_Instruction_. Reproduce the listing below word for word, omitting the pictures from your reply.

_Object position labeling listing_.
___

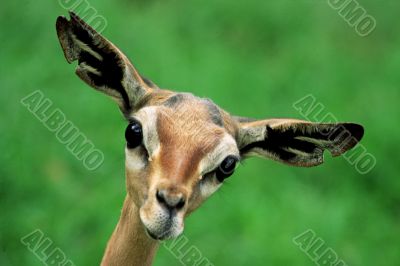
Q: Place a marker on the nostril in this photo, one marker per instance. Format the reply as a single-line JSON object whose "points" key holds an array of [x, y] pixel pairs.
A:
{"points": [[180, 204], [160, 197], [170, 201]]}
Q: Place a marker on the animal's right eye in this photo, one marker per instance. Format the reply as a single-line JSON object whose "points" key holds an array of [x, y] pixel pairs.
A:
{"points": [[134, 135]]}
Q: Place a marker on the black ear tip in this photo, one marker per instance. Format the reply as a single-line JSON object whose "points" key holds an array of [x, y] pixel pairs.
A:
{"points": [[356, 130], [72, 14]]}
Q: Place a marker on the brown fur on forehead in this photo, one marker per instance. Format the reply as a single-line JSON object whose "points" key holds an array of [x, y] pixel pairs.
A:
{"points": [[180, 100], [186, 135]]}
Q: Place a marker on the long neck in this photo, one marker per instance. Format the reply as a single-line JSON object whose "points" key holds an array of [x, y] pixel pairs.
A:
{"points": [[129, 244]]}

___

_Exercise answer_.
Q: Place a marker on the nostril in this photo, one marker per instance. Format the reply as a single-line JSON object whose "points" key holds an array of [x, y] pixel pairs.
A:
{"points": [[180, 204], [160, 197], [170, 201]]}
Q: Place a marker on the animal's right eye in this photo, one marker per instance. Format the reply as a single-line JSON object whose "points" key holds an array of [x, y] pixel pairs.
A:
{"points": [[134, 135]]}
Q: Place a marker on the black ear tip in this photo, one marker per instance. Format the reply as a single-line JSON object whose "points" key holds an array of [x, y] pixel pairs.
A:
{"points": [[356, 130], [72, 14]]}
Q: Place a marker on the brown fur on forehead in this photo, one marker per instance. Format the reply as a single-line JSON object whose "points" key holds an array of [x, y] pixel pairs.
A:
{"points": [[180, 100], [186, 135]]}
Q: Place a marker on the long neck in this photo, one marker per instance. Format the reply as a single-line JSON object whose "points" key holds an array of [x, y] pixel pairs.
A:
{"points": [[129, 244]]}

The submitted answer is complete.